### Your task
Rewrite only the stretch of items from the line containing "the large tree." through the line containing "column 361, row 144", both included, as a JSON list of strings with one string per line and blank lines omitted.

Image object location entries:
==================================================
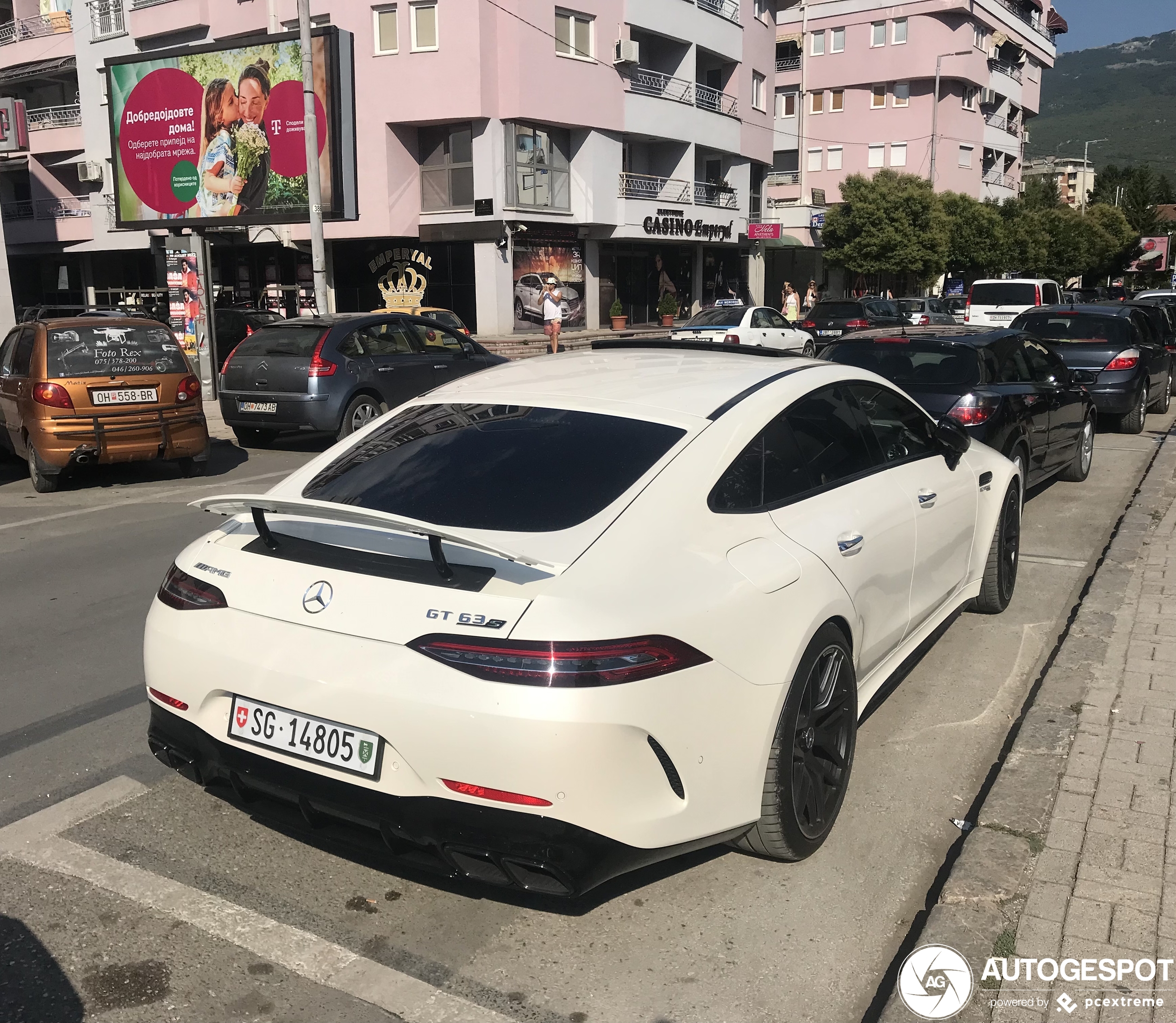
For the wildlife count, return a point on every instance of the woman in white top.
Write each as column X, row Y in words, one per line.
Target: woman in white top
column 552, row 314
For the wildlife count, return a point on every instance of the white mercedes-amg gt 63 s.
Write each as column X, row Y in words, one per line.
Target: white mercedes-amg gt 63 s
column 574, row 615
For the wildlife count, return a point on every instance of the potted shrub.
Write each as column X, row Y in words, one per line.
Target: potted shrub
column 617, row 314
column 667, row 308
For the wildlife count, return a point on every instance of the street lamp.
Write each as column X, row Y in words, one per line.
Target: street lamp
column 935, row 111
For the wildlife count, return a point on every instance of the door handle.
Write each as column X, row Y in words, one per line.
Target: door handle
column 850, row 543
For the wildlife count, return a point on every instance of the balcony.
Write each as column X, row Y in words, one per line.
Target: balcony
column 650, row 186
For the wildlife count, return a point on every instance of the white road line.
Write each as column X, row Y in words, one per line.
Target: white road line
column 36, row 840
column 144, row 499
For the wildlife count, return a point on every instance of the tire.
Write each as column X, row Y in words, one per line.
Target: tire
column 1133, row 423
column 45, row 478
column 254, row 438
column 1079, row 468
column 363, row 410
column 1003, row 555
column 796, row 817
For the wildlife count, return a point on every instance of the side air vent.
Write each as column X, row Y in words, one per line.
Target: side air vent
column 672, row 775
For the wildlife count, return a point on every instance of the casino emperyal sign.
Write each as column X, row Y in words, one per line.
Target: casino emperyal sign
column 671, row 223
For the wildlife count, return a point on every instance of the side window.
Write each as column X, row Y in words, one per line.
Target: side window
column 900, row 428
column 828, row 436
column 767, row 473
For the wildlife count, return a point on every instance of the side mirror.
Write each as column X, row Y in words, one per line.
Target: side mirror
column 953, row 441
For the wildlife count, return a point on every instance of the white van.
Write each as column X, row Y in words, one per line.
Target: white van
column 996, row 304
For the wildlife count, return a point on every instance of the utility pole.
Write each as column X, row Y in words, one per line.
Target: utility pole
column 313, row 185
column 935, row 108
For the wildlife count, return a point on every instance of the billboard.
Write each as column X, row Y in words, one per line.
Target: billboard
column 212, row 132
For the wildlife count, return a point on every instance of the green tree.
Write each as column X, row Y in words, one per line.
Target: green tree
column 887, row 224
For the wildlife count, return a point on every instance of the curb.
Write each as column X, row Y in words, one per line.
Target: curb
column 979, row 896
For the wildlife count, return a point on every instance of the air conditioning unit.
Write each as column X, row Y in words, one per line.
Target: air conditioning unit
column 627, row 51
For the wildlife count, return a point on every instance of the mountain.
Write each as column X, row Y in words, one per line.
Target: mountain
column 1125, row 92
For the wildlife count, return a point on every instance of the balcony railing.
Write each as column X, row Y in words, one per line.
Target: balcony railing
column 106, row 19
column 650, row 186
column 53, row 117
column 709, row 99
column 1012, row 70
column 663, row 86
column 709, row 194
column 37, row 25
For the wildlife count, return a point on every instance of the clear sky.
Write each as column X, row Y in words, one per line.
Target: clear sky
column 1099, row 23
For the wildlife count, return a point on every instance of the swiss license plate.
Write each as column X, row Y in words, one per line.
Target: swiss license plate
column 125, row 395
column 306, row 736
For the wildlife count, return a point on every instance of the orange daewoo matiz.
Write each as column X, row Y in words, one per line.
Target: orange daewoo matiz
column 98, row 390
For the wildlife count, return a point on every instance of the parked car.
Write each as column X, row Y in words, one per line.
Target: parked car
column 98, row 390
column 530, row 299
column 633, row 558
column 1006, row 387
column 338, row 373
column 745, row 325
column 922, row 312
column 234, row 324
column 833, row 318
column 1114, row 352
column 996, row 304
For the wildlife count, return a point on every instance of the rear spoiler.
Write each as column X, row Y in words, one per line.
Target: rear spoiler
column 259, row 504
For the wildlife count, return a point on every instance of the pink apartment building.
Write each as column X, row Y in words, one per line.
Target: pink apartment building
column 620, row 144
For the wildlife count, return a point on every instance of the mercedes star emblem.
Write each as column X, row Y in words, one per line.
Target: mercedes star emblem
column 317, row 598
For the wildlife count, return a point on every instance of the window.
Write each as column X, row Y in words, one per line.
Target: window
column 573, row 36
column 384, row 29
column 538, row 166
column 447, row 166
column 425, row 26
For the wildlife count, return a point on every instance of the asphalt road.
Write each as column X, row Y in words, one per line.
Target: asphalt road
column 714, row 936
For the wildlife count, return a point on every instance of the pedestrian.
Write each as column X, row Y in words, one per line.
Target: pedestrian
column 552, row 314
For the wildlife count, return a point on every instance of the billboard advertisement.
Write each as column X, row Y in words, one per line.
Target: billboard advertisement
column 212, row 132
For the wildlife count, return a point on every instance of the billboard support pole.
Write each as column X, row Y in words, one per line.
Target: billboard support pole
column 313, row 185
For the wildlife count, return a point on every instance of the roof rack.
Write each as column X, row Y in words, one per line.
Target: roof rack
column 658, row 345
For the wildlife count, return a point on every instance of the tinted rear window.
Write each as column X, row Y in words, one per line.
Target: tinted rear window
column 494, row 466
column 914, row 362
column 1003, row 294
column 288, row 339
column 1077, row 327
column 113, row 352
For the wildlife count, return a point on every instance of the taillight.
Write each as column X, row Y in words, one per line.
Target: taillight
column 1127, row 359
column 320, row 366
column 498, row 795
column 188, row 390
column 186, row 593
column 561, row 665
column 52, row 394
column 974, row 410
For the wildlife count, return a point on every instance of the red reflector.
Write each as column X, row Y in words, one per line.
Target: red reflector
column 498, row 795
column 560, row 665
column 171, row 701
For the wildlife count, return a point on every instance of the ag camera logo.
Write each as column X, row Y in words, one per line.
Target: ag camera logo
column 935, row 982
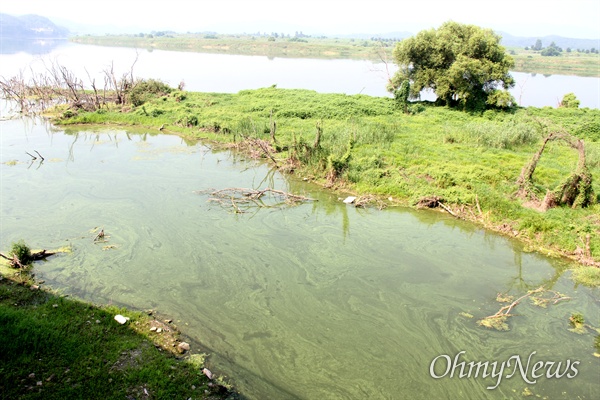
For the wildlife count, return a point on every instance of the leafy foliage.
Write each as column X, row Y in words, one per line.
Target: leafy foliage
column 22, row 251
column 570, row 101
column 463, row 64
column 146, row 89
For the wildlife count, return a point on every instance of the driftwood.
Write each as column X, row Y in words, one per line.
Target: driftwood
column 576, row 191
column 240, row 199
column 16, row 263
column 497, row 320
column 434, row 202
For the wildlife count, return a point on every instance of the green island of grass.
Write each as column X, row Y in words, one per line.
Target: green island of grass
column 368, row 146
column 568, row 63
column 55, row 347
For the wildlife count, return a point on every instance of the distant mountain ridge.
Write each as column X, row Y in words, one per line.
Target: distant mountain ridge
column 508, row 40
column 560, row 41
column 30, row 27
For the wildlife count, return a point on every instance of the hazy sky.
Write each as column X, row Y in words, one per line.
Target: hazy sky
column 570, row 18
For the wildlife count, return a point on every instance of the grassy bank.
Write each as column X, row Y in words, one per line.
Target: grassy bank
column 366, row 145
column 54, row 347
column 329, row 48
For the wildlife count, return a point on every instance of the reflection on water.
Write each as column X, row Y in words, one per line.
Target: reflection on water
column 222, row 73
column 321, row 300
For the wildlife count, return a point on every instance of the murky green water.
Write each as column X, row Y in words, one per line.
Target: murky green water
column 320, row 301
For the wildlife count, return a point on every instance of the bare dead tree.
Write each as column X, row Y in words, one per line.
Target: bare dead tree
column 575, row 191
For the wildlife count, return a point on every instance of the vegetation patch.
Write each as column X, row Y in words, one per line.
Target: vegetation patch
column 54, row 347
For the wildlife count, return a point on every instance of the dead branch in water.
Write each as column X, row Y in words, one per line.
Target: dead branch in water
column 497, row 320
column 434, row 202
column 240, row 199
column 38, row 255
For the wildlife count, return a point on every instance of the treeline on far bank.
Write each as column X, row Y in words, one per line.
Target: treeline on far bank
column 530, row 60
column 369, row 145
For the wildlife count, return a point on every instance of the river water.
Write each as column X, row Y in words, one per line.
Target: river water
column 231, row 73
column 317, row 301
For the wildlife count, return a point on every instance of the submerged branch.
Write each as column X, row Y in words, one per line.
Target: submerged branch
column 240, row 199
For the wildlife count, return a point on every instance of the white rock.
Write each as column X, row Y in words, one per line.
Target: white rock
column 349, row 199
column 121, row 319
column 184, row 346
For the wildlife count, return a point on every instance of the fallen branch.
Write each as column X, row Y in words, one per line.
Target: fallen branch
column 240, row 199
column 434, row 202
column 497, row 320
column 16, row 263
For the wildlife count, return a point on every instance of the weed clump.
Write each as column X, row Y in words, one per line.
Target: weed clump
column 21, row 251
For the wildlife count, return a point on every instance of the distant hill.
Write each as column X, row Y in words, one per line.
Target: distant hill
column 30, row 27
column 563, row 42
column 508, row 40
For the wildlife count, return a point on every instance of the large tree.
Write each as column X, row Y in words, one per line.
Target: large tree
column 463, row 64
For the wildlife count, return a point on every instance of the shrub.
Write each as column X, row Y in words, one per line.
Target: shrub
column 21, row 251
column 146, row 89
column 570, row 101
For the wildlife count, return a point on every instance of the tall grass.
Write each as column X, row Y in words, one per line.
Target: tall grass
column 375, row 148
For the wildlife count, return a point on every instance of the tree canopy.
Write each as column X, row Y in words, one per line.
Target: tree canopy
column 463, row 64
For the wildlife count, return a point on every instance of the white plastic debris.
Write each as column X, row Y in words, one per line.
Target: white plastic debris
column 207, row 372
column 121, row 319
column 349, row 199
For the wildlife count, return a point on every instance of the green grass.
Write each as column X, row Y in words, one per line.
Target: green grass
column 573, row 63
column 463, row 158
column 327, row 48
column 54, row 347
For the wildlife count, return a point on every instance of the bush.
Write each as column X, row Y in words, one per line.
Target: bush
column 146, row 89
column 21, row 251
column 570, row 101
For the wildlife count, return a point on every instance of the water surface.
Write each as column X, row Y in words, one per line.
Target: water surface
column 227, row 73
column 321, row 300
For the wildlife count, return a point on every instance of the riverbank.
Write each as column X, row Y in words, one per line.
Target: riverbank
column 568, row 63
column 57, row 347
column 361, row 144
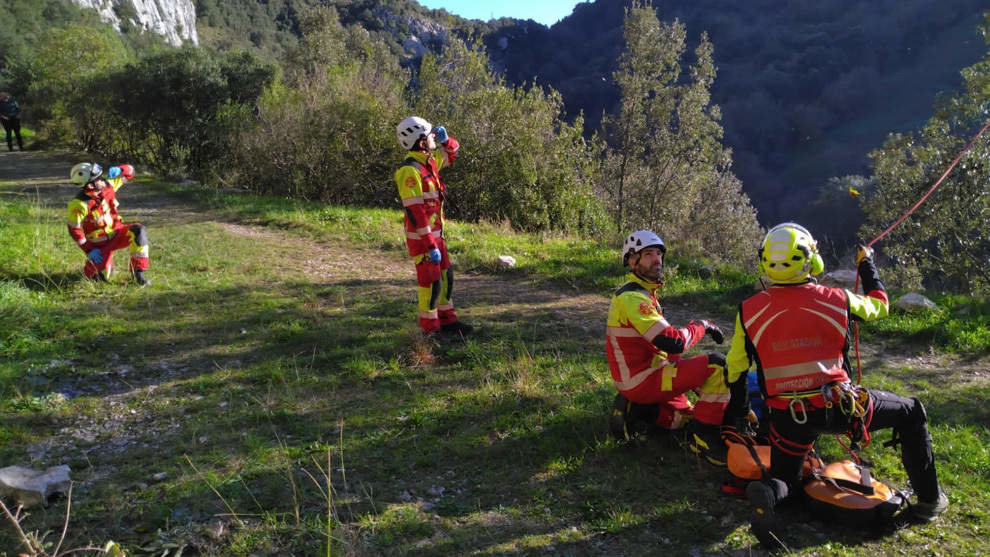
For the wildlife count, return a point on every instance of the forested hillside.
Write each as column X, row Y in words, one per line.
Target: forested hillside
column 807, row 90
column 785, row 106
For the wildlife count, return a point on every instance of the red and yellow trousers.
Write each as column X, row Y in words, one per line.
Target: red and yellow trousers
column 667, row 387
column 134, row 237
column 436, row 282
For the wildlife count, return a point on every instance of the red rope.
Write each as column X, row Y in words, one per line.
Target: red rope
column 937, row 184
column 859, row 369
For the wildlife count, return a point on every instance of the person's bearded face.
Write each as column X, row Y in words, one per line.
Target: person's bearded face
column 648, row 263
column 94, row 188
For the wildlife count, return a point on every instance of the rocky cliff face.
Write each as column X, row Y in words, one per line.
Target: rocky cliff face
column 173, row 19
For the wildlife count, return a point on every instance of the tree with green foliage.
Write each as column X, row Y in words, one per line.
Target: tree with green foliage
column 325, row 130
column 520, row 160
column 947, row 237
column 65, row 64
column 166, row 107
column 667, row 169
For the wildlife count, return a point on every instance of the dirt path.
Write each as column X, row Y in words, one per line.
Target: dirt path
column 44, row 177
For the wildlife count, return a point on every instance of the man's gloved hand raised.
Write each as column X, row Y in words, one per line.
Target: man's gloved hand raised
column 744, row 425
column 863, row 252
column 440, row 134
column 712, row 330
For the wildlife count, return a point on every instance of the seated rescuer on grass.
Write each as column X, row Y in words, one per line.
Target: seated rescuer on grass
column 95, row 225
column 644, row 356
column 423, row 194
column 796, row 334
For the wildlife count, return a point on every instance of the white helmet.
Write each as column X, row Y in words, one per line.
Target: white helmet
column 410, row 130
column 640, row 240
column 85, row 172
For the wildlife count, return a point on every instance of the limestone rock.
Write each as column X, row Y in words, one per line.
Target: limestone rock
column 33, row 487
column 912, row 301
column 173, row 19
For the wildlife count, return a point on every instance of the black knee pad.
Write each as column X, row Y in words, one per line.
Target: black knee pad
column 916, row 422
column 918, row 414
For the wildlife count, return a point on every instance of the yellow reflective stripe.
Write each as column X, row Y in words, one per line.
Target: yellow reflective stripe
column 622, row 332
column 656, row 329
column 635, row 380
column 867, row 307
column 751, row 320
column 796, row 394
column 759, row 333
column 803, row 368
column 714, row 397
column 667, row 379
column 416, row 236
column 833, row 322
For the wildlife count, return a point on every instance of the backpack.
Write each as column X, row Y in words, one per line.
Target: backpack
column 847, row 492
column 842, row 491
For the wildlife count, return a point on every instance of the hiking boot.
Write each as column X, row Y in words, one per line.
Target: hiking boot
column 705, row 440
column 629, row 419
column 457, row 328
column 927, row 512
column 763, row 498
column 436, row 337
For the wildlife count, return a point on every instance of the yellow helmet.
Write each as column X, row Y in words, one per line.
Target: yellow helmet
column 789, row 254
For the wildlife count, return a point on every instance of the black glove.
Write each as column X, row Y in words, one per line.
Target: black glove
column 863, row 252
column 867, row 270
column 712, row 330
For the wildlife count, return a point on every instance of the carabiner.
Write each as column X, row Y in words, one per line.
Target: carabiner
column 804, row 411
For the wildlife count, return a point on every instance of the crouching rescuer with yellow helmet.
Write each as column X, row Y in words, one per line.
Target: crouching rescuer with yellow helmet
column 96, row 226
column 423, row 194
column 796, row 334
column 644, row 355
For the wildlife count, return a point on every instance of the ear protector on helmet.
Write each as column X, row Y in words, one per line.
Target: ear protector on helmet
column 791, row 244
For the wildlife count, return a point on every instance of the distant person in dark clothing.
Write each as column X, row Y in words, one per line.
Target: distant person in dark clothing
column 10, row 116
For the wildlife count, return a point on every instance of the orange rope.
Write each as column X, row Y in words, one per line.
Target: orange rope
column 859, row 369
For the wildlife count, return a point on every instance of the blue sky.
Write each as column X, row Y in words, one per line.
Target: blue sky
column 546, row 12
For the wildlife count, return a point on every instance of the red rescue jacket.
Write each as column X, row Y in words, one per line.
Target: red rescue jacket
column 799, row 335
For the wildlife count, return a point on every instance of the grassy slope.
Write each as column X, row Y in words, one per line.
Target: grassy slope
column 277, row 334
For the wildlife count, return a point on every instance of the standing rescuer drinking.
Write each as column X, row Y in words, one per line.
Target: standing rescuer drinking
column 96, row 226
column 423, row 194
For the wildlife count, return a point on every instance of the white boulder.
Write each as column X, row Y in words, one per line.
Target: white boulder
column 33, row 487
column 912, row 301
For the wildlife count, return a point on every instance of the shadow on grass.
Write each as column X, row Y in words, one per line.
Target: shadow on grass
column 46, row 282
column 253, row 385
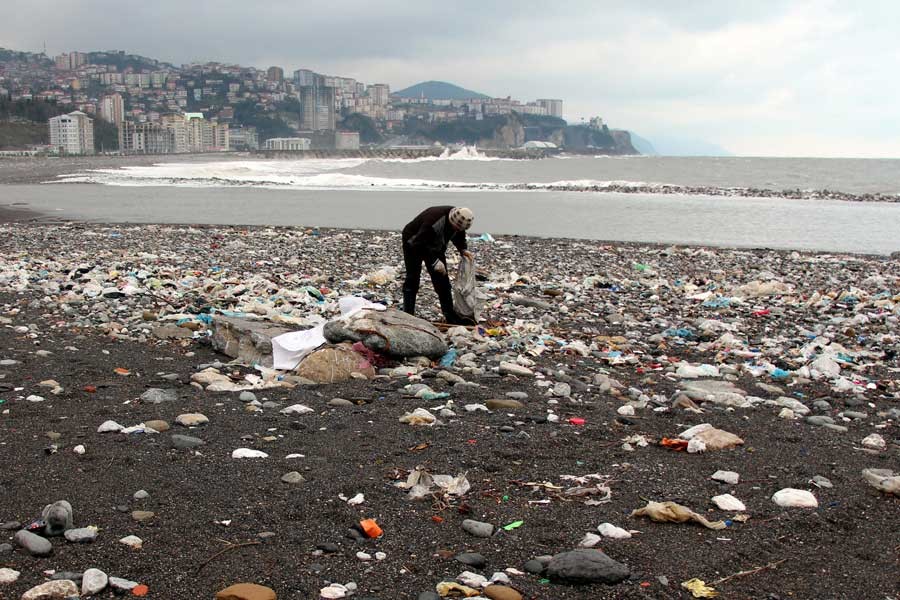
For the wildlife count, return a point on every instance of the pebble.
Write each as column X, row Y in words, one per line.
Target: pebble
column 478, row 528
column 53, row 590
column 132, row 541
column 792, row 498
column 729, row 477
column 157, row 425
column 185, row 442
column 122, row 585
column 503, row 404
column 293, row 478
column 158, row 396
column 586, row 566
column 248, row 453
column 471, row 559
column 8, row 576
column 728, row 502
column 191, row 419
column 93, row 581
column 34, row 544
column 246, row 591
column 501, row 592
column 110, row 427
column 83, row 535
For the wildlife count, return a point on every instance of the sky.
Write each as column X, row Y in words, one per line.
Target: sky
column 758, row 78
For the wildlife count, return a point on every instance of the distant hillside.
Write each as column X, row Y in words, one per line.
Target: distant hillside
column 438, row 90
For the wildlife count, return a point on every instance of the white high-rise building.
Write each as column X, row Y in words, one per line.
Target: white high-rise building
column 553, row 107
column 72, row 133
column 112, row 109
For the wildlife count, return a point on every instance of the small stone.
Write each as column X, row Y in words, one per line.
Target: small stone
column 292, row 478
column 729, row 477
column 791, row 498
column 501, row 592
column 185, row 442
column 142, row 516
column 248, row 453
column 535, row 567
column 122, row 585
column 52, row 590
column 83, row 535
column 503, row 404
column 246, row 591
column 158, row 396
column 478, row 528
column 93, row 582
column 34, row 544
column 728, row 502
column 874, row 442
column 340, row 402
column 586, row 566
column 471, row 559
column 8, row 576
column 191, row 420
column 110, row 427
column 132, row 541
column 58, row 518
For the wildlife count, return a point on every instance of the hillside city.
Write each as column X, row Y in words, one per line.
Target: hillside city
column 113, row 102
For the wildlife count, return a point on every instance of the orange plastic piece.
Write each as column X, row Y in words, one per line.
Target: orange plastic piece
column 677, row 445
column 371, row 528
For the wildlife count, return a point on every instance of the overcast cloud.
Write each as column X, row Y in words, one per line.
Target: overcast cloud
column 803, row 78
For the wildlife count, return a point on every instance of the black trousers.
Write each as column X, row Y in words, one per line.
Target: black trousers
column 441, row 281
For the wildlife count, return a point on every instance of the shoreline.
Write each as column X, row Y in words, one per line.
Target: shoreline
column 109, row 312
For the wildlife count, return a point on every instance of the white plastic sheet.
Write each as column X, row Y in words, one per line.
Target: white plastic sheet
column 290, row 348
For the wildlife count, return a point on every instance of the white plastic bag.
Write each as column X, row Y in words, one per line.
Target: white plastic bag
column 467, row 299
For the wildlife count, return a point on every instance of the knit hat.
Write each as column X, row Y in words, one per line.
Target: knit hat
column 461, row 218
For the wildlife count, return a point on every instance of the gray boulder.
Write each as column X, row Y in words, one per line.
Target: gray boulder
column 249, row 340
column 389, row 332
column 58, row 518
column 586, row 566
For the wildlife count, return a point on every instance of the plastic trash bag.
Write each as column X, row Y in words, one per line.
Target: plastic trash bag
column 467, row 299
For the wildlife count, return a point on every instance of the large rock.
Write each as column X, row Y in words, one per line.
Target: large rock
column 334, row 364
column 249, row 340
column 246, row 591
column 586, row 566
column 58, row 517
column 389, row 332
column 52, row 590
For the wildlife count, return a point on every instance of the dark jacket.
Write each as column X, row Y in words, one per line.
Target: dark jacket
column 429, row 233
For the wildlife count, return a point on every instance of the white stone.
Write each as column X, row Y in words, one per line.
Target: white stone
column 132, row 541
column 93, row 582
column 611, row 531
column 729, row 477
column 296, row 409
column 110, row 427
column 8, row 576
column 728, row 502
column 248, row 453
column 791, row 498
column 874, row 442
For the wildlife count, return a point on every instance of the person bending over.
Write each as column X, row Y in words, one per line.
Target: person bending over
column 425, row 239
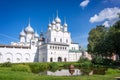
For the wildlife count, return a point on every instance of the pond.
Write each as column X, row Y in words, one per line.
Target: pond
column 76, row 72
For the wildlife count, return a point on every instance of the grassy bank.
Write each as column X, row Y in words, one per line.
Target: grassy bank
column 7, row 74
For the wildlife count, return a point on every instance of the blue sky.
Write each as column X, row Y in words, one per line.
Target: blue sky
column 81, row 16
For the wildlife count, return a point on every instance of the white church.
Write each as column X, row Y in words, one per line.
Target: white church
==================================================
### Correct response
[
  "For the wildlife count, return a point on every instance of the large tree.",
  "Write each as column X, row Y in words, one per line.",
  "Target: large tree",
  "column 463, row 64",
  "For the wildlife count, return a point on every instance of the shrub.",
  "Write each as column X, row Y in words, one per line.",
  "Target: shrub",
  "column 21, row 251",
  "column 146, row 89",
  "column 570, row 101",
  "For the wildlife count, return a point on every instance of the tall grass.",
  "Write each as column X, row Y in words, one per line.",
  "Target: tall grass",
  "column 375, row 148",
  "For the wildlife count, return a point on every instance of the tree canopy.",
  "Write each as column X, row Y in words, one per line.",
  "Target: tree canopy",
  "column 463, row 64",
  "For the wildlife count, return a point on every instance of the white plastic debris.",
  "Write each as column X, row Y in words, one per line.",
  "Target: white plastic debris",
  "column 207, row 372",
  "column 121, row 319",
  "column 349, row 199",
  "For the wildlife count, return a point on every instance of the green grass.",
  "Write each as column X, row Y in words, one per line.",
  "Target: green grass",
  "column 573, row 63",
  "column 463, row 158",
  "column 327, row 48",
  "column 54, row 347",
  "For the wildlife count, return a point on every instance of the bush.",
  "Write each as column X, row Y in words, one per line.",
  "Target: bush",
  "column 146, row 89",
  "column 21, row 251",
  "column 570, row 101",
  "For the wildlife count, return a point on every instance of the water surface.",
  "Write each as column X, row Y in words, one per line.",
  "Target: water surface",
  "column 227, row 73",
  "column 321, row 300",
  "For the wildlife count, return a point on every instance of the riverbank.",
  "Write each as column X, row Y in words, one per line.",
  "Target: riverbank",
  "column 568, row 63",
  "column 57, row 347",
  "column 361, row 144"
]